## [ОТРЫВОК СО СТРАНИЦЫ]
_ _ _ _
Естественно, я оцепенела от смущения уже в раздевалке. Потом был вернисаж, как и полагается: кто-то что-то говорил и все беспорядочно ходили по залам. И вдруг я с другого конца большого зала увидела, что Прокофьев с кем-то стоит перед моей работой и очень живо ее обсуждает. Он стоял довольно долго, и по жестам было видно, что ему она нравится. Всякий нормальный автор подошел бы и представился, а я прилипла к полу на другом конце зала и не могла пошевелиться.
Перед самой войной наш домик в Уланском переулке снесли, а нас выселили в Коптево. Ехать туда надо было до метро Сокол и потом трамваем. Некоторые маршруты шли прямо, и тогда еще приходилось добираться к дому через огромное поле (однажды я заблудилась в этом поле в густом тумане). Некоторые трамваи поворачивали, и тогда можно было подъехать поближе.
Мы попали в коммунальную квартиру, состоявшую из четырех комнат, выходивших в переднюю. Все помещения в квартире были очень маленькие. Туалета не было, его не успели достроить: нас попросту выбросили в недостроенные дома. Жили в квартире четыре абсолютно чужие друг другу семьи. Больше всего нас с Сережей мучило радио. Соседи любили включать его на полную мощность да еще распахивали двери. Причем в каждой из трех комнат радио было настроено на свою волну. В одной коммуналке с нами оказался сосед по Уланскому переулку Саул. Однажды вечером, когда мы в полном ужасе уезжали из дома к кому-то в гости, потому что вынести какофонию было невозможно, в передней сияющий Саул, стоя в распахнутых дверях своей комнаты, встретил нас словами:
— Как хорошо! Весело, как на площади!
Соседи довольно рано ложились спать и часов в одиннадцать вечера радио отключали, но до того можно было спятить от шума. Хотя Относились к нам хорошо, тем более что я ни с кем не ругалась и не ссорилась. В этой квартире мы встретили предвоенную зиму. И было в нашей тогдашней жизни нечто очень странное. Я просыпалась ночью с криком: «Кто входит? Кто входит?». Одновременно просыпается Сережа. Ему кажется, что все кругом горит, он видит единственную тропинку, по которой можно пройти, а я, дура, иду прямо в огонь, и он кричит на меня: «Куда ты? Куда ты?». Я догадалась, что надо делать. Как только Сережа вскакивал с криком: «Огонь!», я тоже вскакивала и включала свет. Тогда он видел комнату. Не знаю, как это объяснить. Видимо, уже надвигалось что-то страшное, и мы, как люди очень нервного склада, чувствовали это.
_ _ _ _
## [ЗАПИСИ]
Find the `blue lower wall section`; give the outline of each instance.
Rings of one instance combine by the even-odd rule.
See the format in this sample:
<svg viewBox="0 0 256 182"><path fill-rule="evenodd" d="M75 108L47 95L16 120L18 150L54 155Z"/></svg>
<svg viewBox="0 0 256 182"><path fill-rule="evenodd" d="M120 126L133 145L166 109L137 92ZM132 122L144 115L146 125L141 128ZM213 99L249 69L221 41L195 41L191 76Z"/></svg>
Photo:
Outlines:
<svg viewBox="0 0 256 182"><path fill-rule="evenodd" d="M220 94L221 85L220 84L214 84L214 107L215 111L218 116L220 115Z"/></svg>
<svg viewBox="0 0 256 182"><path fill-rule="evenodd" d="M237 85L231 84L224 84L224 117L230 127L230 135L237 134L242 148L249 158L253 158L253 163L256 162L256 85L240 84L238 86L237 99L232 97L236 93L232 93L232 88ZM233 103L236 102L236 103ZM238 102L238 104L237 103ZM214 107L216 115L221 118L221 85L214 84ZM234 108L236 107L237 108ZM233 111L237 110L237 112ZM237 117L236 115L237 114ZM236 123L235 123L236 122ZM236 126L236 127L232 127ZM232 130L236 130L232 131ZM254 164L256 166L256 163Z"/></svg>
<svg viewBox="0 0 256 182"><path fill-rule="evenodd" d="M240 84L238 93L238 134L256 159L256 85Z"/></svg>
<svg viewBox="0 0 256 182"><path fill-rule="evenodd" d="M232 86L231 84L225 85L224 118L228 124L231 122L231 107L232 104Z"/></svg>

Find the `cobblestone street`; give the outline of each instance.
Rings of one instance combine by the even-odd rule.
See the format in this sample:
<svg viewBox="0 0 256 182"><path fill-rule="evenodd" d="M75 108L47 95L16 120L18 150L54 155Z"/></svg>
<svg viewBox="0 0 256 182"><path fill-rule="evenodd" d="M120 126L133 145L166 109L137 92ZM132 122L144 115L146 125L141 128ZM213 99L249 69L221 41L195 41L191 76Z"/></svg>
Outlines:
_ _ _ _
## [ЗАДАНИЕ 1]
Пожалуйста, перескажите кратко в виде списка абзац отрывка, начинающийся словами «Перед самой войной наш домик», сохранив его основные факты.
## [ЗАДАНИЕ 2]
Преобразуйте записи в CSV из двух столбцов, «запрос» и «ответ». Начните с первой строки записей и закончите строкой, содержащей «85L231 84L224 84L224», включая обе границы. На каждый запрос отведите одну строку CSV: его текст и ответ, каждый в отдельном поле в кавычках, с заменой переносов строк на пробелы.

## [ОЖИДАЕМЫЙ ОТВЕТ 1]
- Перед самой войной домик в Уланском переулке снесли, а жильцов выселили в Коптево.
- Ехать туда нужно было до метро «Сокол», а затем трамваем.
- С трамваев, которые шли прямо, к дому приходилось добираться через огромное поле. Однажды рассказчица заблудилась в нём в густом тумане.
- Некоторые трамваи поворачивали, и на них можно было подъехать ближе к дому.

## [ОЖИДАЕМЫЙ ОТВЕТ 2]
запрос,ответ
"Find the `blue lower wall section`; give the outline of each instance. Rings of one instance combine by the even-odd rule. See the format in this sample: <svg viewBox=""0 0 256 182""><path fill-rule=""evenodd"" d=""M75 108L47 95L16 120L18 150L54 155Z""/></svg> <svg viewBox=""0 0 256 182""><path fill-rule=""evenodd"" d=""M120 126L133 145L166 109L137 92ZM132 122L144 115L146 125L141 128ZM213 99L249 69L221 41L195 41L191 76Z""/></svg> Photo: Outlines:","<svg viewBox=""0 0 256 182""><path fill-rule=""evenodd"" d=""M220 94L221 85L220 84L214 84L214 107L215 111L218 116L220 115Z""/></svg> <svg viewBox=""0 0 256 182""><path fill-rule=""evenodd"" d=""M237 85L231 84L224 84L224 117L230 127L230 135L237 134L242 148L249 158L253 158L253 163L256 162L256 85L240 84L238 86L237 99L232 97L236 93L232 93L232 88ZM233 103L236 102L236 103ZM238 102L238 104L237 103ZM214 107L216 115L221 118L221 85L214 84ZM234 108L236 107L237 108ZM233 111L237 110L237 112ZM237 117L236 115L237 114ZM236 123L235 123L236 122ZM236 126L236 127L232 127ZM232 130L236 130L232 131ZM254 164L256 166L256 163Z""/></svg>"